Text block

----

I remember your beautiful face
I recall your kind embrace
Your soft touch
You said you loved me so much
But then you ran away from me

I remember the day we met
It's a day I'll never for get
I had tears in my eyes
Ready to break all earthy ties
But then you stopped me

I can never forget your honey voice
Or when you made that hateful choice
I remember your sweet smell
I never would have damned you to hell
But then you ran away from me

I remember the day we met
It's a day I'll never for get
I had tears in my eyes
Ready to break all earthy ties
But then you stopped me

You broke your promises
You destroyed my heart
You walked away from me
And tore my world apart
I thought I could live in the light
But I need to stay in the dark
There's no place for me out there
No one would care
You proved that

I remember the day we met
It's a day I'll never for get
I had tears in my eyes
Ready to break all earthy ties
But then you stopped me

I thought I loved you
But now I see
Love is not for me

I wrote that a while ago, that's why it sucks. -_- Oh well. It's what I have, and it's true. End of blog.

Sunday, February 20, 2005

My Heart Breaking

Wow... I wrote this a while ago and just found it. It's intresting. It goes with how a lot of my friends are feeling too... that's sad.

My Heart Breaking

The sound in the night
That scares you half to death
That sounds like something breaking
What is it can you tell

Sounds like glass shattering
Sounds like ice cracking
Sounds like crystal smashing
Sounds like my heart breaking

The pain in the morning
That you feel in your chest
You don't know if it's real
You don't know if it's there

Sounds like glass shattering
Sounds like ice cracking
Sounds like crystal smashing
Sounds like my heart breaking

The cold in the hollow
Of where your heart used to be
Can't you tell what it is
Don't you know why it's there

Sounds like glass shattering
Sounds like ice cracking
Sounds like crystal smashing
Sounds like my heart breaking

The feeling of a thousand thorns
Being driven into you
Don't you know why it hurts
Can't you tell don't you know

Sounds like glass shattering
Sounds like ice cracking
Sounds like crystal smashing
Sounds like our hearts breaking

I can't take this anymore
I'm gonna run right out that door
I can't take this I refuse to
Yield my broken heart to you

Sounds like glass shattering
Sounds like ice cracking
Sounds like crystal smashing
Sounds like my heart breaking

Saturday, February 19, 2005

Act Like It

I don't care if you're different! I don't care how much you've been hurt! I REALLY don't care what religion you are! TREAT HUMANS LIKE HUMANS! NOT LIKE AN EMOTIONAL PUNCHING BAG OR LIKE A WHIPPING BOY! WE KEEP PREACHING THAT WE'RE SUPPOSED TO SO DO IT!! DO IT NOW! ACT LIKE A DECENT HUMAN BEING ALRIGHT!? IS THAT SO HARD!?

----

Extracted material
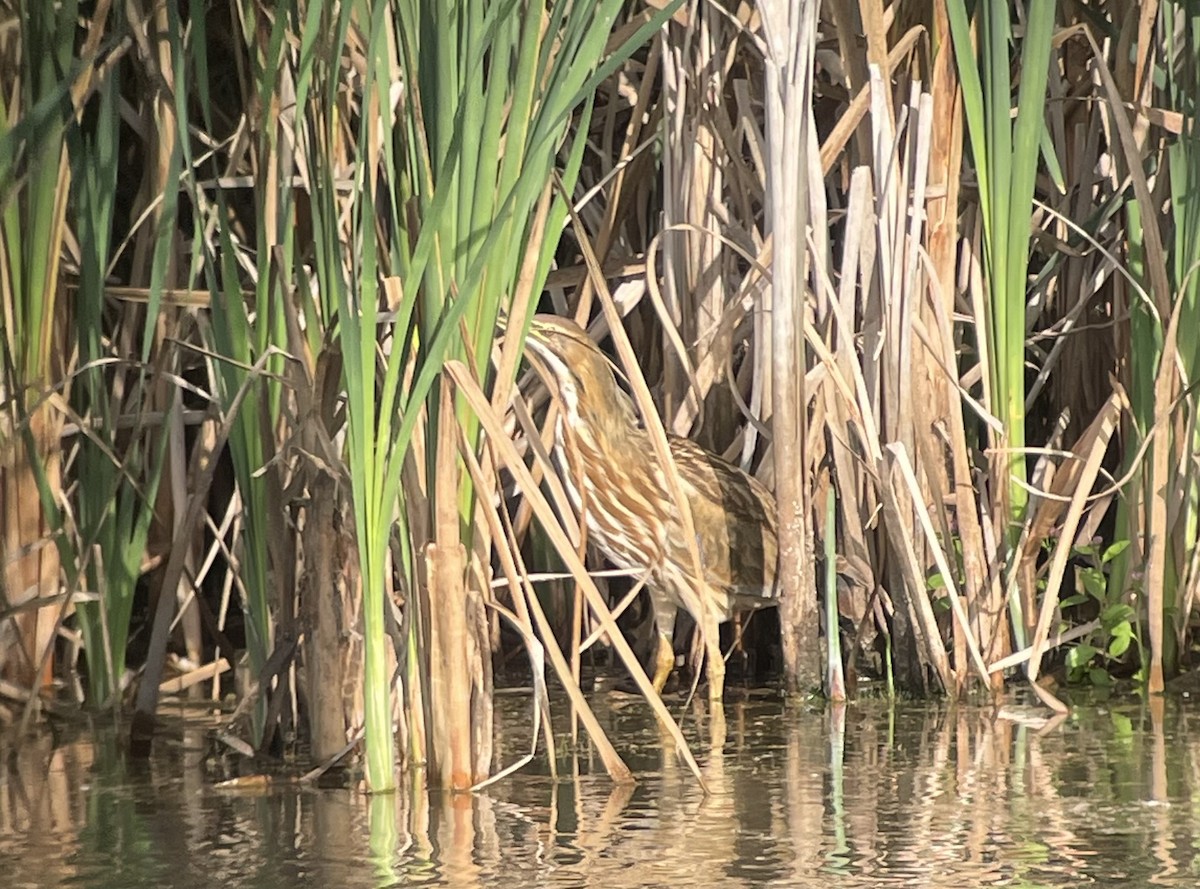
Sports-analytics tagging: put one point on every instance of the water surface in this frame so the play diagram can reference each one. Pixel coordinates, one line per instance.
(868, 797)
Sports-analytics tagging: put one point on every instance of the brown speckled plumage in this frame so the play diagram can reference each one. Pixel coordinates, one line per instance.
(603, 452)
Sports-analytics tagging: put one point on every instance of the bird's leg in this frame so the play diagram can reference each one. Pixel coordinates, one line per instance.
(664, 625)
(664, 661)
(714, 660)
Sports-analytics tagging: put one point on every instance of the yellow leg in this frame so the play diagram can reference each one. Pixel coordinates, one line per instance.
(664, 662)
(714, 662)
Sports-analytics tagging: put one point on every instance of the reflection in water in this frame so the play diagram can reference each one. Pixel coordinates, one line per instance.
(850, 797)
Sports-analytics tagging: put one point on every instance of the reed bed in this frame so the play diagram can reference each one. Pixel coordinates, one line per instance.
(925, 269)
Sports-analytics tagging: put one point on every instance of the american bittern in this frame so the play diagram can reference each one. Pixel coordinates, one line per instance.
(600, 450)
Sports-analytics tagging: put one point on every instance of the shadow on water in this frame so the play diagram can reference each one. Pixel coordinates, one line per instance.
(858, 797)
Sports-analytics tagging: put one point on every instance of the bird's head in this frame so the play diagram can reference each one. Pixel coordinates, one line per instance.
(580, 370)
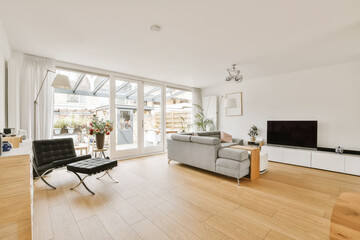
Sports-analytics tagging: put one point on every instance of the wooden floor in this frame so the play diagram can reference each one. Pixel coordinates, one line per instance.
(158, 201)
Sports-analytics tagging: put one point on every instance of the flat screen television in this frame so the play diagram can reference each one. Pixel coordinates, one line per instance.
(292, 133)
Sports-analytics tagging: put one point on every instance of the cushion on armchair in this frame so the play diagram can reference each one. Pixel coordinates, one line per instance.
(64, 162)
(51, 150)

----

Work required
What date appears on the blog post titled "Act Like It"? The rows come from a separate source.

In response
Saturday, February 19, 2005.